# The request
Set out every line of the data below as a numbered list, leaving out any blank lines.

# Input material
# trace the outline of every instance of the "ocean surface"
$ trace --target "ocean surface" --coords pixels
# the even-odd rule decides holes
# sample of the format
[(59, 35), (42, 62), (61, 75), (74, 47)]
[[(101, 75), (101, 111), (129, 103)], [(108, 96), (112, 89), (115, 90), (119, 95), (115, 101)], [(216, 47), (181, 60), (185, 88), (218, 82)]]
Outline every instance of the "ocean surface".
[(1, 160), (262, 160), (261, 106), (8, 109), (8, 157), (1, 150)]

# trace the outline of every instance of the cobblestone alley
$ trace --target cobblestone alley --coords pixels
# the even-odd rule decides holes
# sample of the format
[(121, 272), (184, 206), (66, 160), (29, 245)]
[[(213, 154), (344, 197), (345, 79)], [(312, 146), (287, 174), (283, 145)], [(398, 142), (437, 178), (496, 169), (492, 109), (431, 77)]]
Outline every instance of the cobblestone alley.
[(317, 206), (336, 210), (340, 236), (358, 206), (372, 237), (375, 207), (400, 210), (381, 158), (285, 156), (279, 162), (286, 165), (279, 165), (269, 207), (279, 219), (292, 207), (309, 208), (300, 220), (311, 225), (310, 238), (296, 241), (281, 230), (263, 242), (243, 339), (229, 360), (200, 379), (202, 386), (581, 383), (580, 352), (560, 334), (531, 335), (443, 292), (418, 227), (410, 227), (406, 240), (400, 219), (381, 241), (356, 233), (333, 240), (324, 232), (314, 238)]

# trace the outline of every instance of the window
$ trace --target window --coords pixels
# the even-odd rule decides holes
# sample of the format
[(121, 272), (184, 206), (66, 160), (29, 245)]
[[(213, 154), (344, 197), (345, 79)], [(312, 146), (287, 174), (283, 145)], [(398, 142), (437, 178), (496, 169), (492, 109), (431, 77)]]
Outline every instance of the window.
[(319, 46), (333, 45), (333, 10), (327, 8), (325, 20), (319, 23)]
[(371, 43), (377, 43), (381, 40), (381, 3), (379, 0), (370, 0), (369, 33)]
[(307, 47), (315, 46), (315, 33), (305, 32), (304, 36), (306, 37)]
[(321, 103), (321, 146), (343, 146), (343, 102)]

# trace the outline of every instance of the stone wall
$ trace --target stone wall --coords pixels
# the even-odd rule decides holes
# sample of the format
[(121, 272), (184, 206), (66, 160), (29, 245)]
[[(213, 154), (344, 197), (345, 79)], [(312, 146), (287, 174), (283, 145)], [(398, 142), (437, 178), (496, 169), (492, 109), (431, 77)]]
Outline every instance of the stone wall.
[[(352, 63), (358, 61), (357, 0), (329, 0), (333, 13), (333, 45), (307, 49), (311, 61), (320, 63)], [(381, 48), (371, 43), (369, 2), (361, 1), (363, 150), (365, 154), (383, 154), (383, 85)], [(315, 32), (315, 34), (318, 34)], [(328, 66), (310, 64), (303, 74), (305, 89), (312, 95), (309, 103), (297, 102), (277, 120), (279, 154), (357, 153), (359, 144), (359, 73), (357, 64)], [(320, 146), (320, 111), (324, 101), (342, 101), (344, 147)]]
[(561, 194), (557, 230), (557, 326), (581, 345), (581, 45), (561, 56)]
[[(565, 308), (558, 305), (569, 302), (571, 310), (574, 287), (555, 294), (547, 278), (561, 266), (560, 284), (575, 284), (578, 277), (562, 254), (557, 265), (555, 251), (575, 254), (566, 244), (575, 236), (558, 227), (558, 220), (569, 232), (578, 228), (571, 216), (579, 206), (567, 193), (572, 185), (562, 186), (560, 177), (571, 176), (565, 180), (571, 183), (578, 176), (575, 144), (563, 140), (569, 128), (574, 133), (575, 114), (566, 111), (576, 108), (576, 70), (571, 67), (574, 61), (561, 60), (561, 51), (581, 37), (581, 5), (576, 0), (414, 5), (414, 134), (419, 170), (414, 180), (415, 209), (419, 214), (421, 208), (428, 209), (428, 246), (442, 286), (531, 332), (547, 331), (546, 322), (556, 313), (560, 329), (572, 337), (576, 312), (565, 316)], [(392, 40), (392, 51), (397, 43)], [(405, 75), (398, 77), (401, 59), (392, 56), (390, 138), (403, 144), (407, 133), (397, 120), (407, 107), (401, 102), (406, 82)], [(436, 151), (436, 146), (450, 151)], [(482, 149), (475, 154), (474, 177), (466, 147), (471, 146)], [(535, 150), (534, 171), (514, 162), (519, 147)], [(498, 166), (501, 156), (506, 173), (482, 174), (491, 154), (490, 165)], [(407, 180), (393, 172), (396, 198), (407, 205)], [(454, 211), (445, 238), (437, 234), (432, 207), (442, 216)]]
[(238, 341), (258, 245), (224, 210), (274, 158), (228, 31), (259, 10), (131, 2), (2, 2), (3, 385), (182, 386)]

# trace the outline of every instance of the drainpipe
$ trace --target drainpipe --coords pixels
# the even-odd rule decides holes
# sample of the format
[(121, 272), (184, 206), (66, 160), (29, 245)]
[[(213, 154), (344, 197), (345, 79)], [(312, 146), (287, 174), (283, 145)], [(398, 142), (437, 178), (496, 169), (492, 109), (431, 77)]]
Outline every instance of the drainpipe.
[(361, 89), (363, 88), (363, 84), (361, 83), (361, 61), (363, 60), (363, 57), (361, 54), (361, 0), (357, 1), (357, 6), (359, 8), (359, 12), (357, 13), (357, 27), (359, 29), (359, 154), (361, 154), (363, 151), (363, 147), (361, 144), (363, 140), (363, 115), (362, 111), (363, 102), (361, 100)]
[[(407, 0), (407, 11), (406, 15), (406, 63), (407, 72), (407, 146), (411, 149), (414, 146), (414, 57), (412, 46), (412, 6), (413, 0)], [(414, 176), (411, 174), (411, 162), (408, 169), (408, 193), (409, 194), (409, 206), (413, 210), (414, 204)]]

# Solution to this problem
1. # trace the outline of every instance of the "ocean surface"
2. $ trace --target "ocean surface" --coords pixels
3. # the even-odd rule decides holes
4. # sample of the format
5. [(59, 35), (42, 62), (61, 75), (74, 47)]
6. [[(101, 75), (101, 111), (129, 103)], [(108, 96), (112, 89), (115, 90), (119, 95), (115, 101)], [(216, 47), (181, 60), (185, 88), (218, 82)]]
7. Outline every instance of the "ocean surface".
8. [(1, 160), (262, 160), (261, 106), (8, 109), (8, 157), (1, 150)]
9. # trace the outline of every instance of the cobblestone alley
10. $ trace --target cobblestone alley --coords pixels
11. # the even-odd rule decides holes
12. # sample of the format
13. [(121, 272), (184, 206), (66, 160), (29, 245)]
14. [[(213, 154), (344, 197), (345, 79)], [(312, 146), (287, 174), (283, 145)], [(398, 142), (437, 178), (496, 169), (492, 109), (431, 77)]]
15. Outline every instance of the cobblestone alley.
16. [(317, 206), (336, 210), (340, 236), (358, 206), (372, 237), (375, 207), (400, 210), (381, 158), (285, 156), (279, 162), (286, 165), (279, 165), (269, 207), (279, 219), (292, 207), (309, 208), (300, 220), (311, 225), (310, 238), (296, 241), (281, 230), (263, 242), (243, 339), (229, 360), (200, 379), (202, 386), (581, 383), (580, 352), (560, 334), (531, 335), (443, 292), (418, 227), (410, 227), (406, 240), (400, 219), (381, 241), (356, 233), (333, 240), (324, 232), (314, 238)]
17. # trace the outline of every instance of the window
18. $ trace --target window --coords pixels
19. # the even-odd rule decides holes
20. # sample of the format
21. [(121, 272), (184, 206), (66, 160), (29, 245)]
22. [[(213, 154), (344, 197), (345, 79)], [(312, 146), (287, 174), (283, 145)], [(398, 142), (437, 178), (496, 169), (492, 109), (431, 77)]]
23. Outline every instance of the window.
24. [(319, 46), (333, 45), (333, 10), (327, 8), (325, 20), (319, 23)]
25. [(371, 43), (377, 43), (381, 40), (381, 3), (379, 0), (370, 0), (369, 33)]
26. [(307, 47), (315, 46), (315, 33), (305, 32), (304, 36), (306, 37)]
27. [(321, 103), (321, 146), (343, 146), (343, 102)]
28. # trace the outline of every instance of the stone wall
29. $ trace --target stone wall --coords pixels
30. # the even-odd rule decides holes
31. # sample of the format
32. [(121, 272), (184, 206), (66, 160), (29, 245)]
33. [[(213, 154), (344, 197), (345, 79)], [(312, 146), (287, 174), (283, 145)], [(398, 142), (437, 178), (496, 169), (492, 109), (431, 77)]]
34. Outline every instance of the stone wall.
35. [[(352, 63), (358, 61), (357, 0), (329, 0), (333, 13), (333, 45), (307, 49), (311, 61), (320, 63)], [(381, 48), (371, 43), (369, 2), (361, 1), (363, 150), (365, 154), (383, 154), (383, 85)], [(315, 32), (315, 34), (318, 34)], [(328, 66), (310, 64), (303, 74), (305, 89), (312, 95), (309, 103), (297, 102), (277, 120), (279, 154), (357, 153), (359, 144), (359, 73), (357, 64)], [(320, 146), (320, 111), (324, 101), (342, 101), (344, 147)]]
36. [(561, 194), (557, 230), (557, 326), (581, 345), (581, 45), (561, 56)]
37. [[(565, 308), (558, 305), (569, 302), (571, 310), (574, 287), (555, 294), (547, 278), (561, 266), (560, 284), (575, 284), (578, 277), (562, 254), (557, 265), (555, 251), (575, 254), (566, 244), (575, 236), (558, 227), (558, 220), (569, 232), (578, 228), (571, 216), (579, 206), (567, 193), (572, 185), (562, 186), (560, 177), (571, 176), (565, 180), (571, 183), (578, 176), (575, 144), (563, 140), (569, 128), (574, 133), (575, 114), (566, 111), (576, 108), (576, 70), (571, 67), (574, 61), (561, 60), (561, 51), (581, 37), (581, 5), (576, 0), (414, 5), (414, 134), (419, 170), (414, 180), (415, 209), (419, 214), (421, 208), (428, 209), (428, 246), (442, 286), (531, 332), (547, 331), (546, 322), (556, 313), (560, 329), (572, 337), (576, 312), (565, 316)], [(392, 40), (392, 51), (397, 43)], [(405, 75), (398, 77), (401, 59), (392, 56), (390, 138), (403, 144), (407, 133), (397, 120), (407, 107), (401, 102), (406, 82)], [(436, 151), (436, 146), (450, 151)], [(482, 149), (475, 154), (474, 177), (466, 147), (471, 146)], [(535, 150), (534, 171), (514, 162), (519, 147)], [(498, 166), (501, 156), (506, 173), (482, 174), (491, 154), (490, 165)], [(407, 180), (393, 172), (396, 198), (407, 205)], [(454, 211), (445, 238), (437, 234), (432, 207), (442, 216)]]
38. [(238, 341), (258, 245), (224, 210), (274, 158), (228, 31), (259, 10), (131, 2), (2, 2), (3, 385), (182, 386)]
39. # trace the outline of every instance of the drainpipe
40. $ trace --target drainpipe --coords pixels
41. # the even-odd rule decides holes
42. # sample of the format
43. [(121, 272), (184, 206), (66, 160), (29, 245)]
44. [[(213, 154), (344, 197), (345, 79)], [(312, 146), (287, 174), (283, 145)], [(398, 142), (437, 178), (496, 169), (492, 109), (431, 77)]]
45. Outline every instance of the drainpipe.
46. [(361, 89), (363, 88), (363, 84), (361, 83), (361, 61), (363, 60), (363, 57), (361, 54), (361, 0), (357, 1), (357, 6), (359, 8), (359, 12), (357, 13), (357, 27), (359, 29), (359, 154), (361, 154), (363, 151), (363, 147), (361, 144), (363, 140), (363, 115), (362, 111), (363, 102), (361, 100)]
47. [[(407, 0), (407, 11), (406, 15), (406, 63), (407, 72), (407, 146), (411, 149), (414, 146), (414, 57), (412, 46), (412, 6), (413, 0)], [(414, 176), (411, 174), (411, 162), (408, 169), (408, 193), (409, 194), (409, 206), (413, 210), (414, 204)]]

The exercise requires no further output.